What the task asks:
What is needed here is an exact repetition of the records below, beginning at the line that has "[[782, 782]]" and stopping after the line that has "[[698, 459], [457, 202]]".

Information:
▬▬▬

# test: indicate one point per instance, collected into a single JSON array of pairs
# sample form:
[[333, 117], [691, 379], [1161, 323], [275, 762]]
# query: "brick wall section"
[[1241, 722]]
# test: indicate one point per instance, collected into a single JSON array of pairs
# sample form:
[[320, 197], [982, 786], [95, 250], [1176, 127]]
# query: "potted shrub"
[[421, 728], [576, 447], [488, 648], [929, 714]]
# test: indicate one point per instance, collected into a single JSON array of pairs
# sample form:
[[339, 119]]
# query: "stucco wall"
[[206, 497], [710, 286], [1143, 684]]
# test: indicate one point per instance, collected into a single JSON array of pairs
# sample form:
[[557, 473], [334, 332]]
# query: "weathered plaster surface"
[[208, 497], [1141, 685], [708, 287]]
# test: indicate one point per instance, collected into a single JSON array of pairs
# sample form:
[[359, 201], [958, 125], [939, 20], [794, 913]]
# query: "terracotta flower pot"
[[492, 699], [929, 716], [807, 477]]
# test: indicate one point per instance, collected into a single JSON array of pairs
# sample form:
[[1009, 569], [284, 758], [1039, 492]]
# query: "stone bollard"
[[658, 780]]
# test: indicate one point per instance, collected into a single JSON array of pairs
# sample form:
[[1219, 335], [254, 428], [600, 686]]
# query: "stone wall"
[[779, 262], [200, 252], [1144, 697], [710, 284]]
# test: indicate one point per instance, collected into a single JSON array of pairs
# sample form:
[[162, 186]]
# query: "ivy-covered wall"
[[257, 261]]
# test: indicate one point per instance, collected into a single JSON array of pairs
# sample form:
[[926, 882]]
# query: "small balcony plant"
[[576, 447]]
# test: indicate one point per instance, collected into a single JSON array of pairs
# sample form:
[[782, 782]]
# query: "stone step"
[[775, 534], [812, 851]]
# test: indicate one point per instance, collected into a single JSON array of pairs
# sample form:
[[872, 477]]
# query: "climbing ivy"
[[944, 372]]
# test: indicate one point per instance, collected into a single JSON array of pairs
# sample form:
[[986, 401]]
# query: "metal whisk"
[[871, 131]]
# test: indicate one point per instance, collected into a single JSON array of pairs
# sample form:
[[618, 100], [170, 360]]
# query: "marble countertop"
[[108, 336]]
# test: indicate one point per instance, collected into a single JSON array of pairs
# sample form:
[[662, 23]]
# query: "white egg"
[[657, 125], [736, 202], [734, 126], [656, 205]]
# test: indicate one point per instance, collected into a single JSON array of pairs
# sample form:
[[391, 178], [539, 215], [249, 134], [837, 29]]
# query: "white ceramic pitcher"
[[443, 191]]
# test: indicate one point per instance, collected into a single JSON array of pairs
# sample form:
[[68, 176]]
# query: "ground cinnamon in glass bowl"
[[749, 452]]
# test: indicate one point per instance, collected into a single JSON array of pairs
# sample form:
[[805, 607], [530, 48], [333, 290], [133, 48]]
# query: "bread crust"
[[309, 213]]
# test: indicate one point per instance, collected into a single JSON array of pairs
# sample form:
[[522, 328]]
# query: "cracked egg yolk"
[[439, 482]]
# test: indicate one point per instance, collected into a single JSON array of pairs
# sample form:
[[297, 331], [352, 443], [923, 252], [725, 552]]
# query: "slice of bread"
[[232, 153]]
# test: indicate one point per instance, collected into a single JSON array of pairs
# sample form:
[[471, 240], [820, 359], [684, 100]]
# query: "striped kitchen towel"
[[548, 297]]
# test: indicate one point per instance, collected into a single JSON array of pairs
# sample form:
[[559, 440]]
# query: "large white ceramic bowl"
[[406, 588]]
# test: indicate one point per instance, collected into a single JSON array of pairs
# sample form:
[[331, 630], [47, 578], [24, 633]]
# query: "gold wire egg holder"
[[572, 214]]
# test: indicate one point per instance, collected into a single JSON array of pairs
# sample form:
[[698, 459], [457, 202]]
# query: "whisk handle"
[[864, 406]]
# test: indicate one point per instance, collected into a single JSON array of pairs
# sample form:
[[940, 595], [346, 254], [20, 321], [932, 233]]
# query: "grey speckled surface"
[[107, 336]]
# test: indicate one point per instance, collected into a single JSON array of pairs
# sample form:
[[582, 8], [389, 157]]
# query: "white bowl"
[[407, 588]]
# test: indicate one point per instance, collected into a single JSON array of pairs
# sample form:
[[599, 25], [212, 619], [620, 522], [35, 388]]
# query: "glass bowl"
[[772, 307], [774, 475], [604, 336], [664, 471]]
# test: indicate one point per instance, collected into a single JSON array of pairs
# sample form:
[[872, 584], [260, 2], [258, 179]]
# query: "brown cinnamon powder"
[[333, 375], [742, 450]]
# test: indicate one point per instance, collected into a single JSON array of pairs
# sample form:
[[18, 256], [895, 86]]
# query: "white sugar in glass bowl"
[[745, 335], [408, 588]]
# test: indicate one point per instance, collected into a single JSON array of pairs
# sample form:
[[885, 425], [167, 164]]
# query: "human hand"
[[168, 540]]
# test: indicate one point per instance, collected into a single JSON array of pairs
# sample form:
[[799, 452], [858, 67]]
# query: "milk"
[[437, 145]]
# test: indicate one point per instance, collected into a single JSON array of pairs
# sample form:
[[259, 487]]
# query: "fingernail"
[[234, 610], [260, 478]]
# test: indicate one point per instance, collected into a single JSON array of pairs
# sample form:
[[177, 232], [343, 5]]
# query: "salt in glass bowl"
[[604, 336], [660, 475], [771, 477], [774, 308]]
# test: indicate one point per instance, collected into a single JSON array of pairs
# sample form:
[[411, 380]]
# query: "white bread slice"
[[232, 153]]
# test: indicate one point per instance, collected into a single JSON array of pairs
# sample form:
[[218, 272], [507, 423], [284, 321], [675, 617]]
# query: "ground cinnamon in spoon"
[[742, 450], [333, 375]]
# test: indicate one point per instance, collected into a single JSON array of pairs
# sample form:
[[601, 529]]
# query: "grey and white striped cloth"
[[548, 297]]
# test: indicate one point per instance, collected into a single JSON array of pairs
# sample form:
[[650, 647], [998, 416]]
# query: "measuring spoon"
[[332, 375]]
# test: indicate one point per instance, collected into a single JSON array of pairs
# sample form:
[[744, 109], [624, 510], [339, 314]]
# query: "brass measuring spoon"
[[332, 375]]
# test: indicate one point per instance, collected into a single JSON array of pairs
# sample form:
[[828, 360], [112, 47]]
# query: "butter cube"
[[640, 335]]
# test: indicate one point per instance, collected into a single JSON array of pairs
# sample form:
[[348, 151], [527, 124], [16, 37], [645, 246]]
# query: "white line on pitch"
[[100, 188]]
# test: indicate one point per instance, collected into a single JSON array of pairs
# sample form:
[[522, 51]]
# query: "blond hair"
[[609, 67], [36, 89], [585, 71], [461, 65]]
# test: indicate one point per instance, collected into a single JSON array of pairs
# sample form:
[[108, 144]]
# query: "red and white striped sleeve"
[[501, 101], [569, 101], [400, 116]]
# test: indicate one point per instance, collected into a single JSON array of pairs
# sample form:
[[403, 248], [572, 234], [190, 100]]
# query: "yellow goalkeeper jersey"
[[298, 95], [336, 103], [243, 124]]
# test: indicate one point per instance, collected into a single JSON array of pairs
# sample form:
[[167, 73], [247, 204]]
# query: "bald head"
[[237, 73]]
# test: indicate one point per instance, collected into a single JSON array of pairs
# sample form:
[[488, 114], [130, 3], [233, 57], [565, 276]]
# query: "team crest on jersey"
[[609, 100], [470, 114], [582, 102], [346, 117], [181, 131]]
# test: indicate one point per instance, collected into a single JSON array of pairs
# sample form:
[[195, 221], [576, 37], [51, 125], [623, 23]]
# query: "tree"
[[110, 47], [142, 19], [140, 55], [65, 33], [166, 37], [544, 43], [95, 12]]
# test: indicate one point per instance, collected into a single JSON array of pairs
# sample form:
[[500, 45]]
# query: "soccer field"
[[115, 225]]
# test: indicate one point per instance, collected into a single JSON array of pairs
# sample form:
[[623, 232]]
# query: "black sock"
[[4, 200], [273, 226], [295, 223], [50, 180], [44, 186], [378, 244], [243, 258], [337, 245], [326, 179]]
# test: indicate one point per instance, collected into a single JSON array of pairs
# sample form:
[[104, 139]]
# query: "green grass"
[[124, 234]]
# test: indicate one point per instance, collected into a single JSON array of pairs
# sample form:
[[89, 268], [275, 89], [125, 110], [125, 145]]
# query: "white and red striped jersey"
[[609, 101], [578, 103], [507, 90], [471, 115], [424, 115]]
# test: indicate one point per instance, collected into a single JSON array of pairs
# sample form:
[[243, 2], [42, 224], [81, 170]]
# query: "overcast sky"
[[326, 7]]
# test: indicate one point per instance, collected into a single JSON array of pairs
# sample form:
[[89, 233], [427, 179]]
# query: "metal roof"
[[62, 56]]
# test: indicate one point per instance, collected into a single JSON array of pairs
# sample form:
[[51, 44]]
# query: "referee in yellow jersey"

▬▬▬

Response for this exercise:
[[782, 782]]
# query: "stone step"
[[775, 534], [812, 851]]
# test: indicate one point per instance, collected into a single JSON array of pairs
# sample form:
[[872, 477]]
# query: "climbing ivy"
[[944, 372]]
# test: indicate one point per instance, collected into a single JSON array of pairs
# sample form:
[[986, 401]]
# query: "metal whisk"
[[871, 131]]
# test: indicate one point per instance, collected into a single JSON array of pairs
# sample form:
[[618, 100], [170, 360]]
# query: "marble countertop"
[[108, 336]]
# test: indicate one point per instance, collected into a single JSON array of pairs
# sample form:
[[662, 23]]
# query: "white egg"
[[657, 125], [736, 202], [734, 126], [656, 205]]
# test: indicate one point per instance, collected into a single JSON array of pairs
# sample form:
[[391, 178], [539, 215], [249, 134], [837, 29]]
# query: "white ceramic pitcher"
[[443, 191]]
# test: indicate one point per instance, collected into a single JSON array of pairs
# sample form:
[[68, 176]]
# query: "ground cinnamon in glass bowl"
[[749, 452]]
# test: indicate one point per instance, collected into a single JSON array of pairs
# sample form:
[[805, 607], [530, 48], [333, 290], [133, 48]]
# query: "bread crust"
[[309, 213]]
# test: indicate one point per instance, collected into a single JSON array of pairs
# sample form:
[[522, 328]]
# query: "cracked egg yolk"
[[439, 482]]
# test: indicate one point per instance, collected into a single JSON array of pairs
# sample form:
[[297, 331], [352, 443], [923, 252], [725, 552]]
# query: "slice of bread"
[[232, 153]]
# test: indicate one point per instance, collected into a single JSON array of pairs
# sample form:
[[471, 240], [820, 359], [684, 100]]
# query: "striped kitchen towel"
[[548, 297]]
# test: indicate one point per instance, collected into a single JSON array of pairs
# sample form:
[[559, 440]]
# query: "large white ceramic bowl"
[[406, 588]]
# test: indicate one point per instance, collected into a single JSON array of pairs
# sample form:
[[331, 630], [47, 578], [24, 633]]
# query: "gold wire egg holder"
[[572, 214]]
# test: indicate one point per instance, collected into a single JSON array of pairs
# sample form:
[[698, 459], [457, 202]]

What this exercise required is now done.